** Opening Entries provided block **

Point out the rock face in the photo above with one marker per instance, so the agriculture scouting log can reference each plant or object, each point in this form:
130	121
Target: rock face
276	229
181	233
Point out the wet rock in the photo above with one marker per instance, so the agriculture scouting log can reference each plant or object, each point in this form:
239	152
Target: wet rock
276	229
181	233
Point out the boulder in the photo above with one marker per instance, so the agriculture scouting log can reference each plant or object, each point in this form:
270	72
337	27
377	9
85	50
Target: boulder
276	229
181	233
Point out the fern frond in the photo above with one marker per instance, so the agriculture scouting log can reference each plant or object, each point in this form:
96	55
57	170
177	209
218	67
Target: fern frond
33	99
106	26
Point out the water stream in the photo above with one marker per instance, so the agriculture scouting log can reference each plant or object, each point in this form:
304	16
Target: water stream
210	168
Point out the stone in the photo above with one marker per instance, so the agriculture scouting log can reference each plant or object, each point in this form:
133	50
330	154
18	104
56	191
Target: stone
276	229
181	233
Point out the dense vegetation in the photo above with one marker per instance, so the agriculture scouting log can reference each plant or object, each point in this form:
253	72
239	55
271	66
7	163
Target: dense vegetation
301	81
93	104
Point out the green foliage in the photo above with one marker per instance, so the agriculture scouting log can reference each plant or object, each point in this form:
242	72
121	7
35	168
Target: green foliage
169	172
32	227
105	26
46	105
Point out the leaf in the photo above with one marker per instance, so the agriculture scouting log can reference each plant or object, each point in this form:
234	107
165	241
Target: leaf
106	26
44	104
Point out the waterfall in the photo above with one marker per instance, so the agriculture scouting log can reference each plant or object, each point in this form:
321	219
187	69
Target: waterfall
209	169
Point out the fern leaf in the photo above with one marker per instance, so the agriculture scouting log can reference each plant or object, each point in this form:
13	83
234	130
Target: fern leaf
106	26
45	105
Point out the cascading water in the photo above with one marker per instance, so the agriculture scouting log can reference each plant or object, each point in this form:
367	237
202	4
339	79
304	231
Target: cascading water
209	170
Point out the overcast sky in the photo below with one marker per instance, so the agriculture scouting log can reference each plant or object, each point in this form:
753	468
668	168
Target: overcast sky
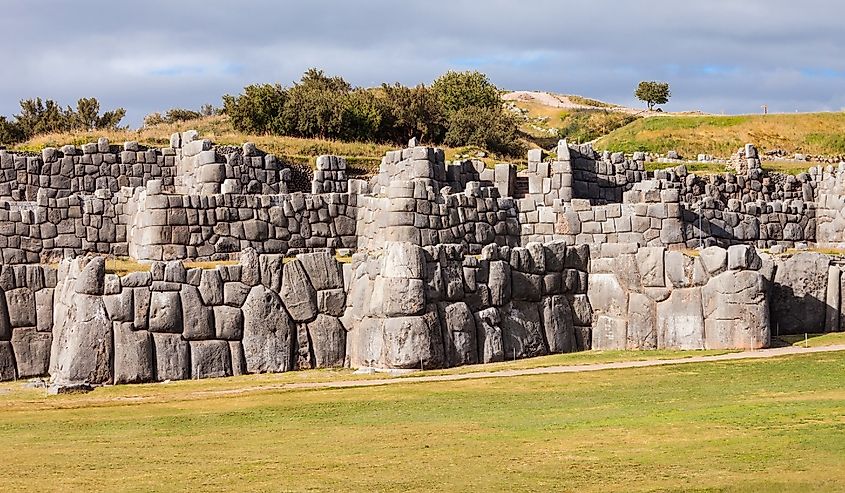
727	56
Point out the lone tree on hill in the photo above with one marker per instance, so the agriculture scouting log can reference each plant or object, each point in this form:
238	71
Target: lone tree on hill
653	92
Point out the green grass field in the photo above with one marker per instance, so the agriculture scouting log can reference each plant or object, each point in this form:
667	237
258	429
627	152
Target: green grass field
808	133
755	425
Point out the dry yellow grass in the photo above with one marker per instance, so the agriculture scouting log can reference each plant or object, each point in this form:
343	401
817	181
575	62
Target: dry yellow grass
809	133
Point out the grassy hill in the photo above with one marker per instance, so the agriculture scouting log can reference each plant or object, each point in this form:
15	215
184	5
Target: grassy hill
362	157
808	133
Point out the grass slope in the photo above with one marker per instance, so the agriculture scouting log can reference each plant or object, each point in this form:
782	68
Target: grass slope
773	425
809	133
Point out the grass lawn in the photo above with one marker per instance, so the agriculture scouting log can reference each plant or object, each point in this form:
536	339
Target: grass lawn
814	340
755	425
808	133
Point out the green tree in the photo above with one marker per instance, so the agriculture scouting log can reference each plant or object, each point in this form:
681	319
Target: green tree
10	132
459	90
414	112
489	128
258	109
653	93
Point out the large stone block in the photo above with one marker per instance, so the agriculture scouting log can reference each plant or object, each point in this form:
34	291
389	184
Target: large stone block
198	318
298	295
228	323
32	352
165	312
268	332
210	359
403	260
398	297
172	357
413	342
642	323
651	264
680	321
133	355
798	295
489	334
7	362
327	339
322	269
459	334
607	296
609	333
557	323
736	311
21	305
83	345
522	330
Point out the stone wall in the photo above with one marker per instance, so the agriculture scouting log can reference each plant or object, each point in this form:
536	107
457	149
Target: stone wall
169	226
651	298
412	307
262	315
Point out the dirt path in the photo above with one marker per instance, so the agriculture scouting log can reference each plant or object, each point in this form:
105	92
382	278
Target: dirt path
549	370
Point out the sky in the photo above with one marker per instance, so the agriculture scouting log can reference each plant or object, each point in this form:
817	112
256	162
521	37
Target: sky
719	56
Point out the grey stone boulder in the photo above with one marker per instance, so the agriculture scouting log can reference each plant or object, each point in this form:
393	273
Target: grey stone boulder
211	287
21	306
331	302
228	323
83	345
609	333
271	271
522	330
650	263
91	280
172	357
582	312
7	362
268	336
742	257
642	323
5	323
297	293
322	269
799	292
394	296
607	296
133	355
327	340
32	352
557	324
489	335
459	334
250	267
714	259
121	306
236	349
680	320
736	311
198	319
414	342
499	282
365	343
165	312
210	359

** Closing Entries provided block **

▶ **What you need to do**: The answer should be an exact copy of the lines from the one containing "Point out the grey" through the last line of the entries, both included.

▶ **Written solution**:
Point out the grey stone boulder in the photo above with one marker per instance, so the agriculture scouting log can reference each plant or object, each point in this form:
393	273
Target: grey stone boulder
211	287
21	306
331	302
228	323
83	345
609	333
271	271
522	330
650	263
91	280
172	357
582	312
7	362
268	336
742	257
642	323
5	323
297	293
322	269
799	292
394	296
607	296
133	355
327	340
32	352
557	324
489	335
459	334
250	267
714	259
121	306
236	349
680	320
736	311
198	319
414	342
499	282
365	343
165	312
210	359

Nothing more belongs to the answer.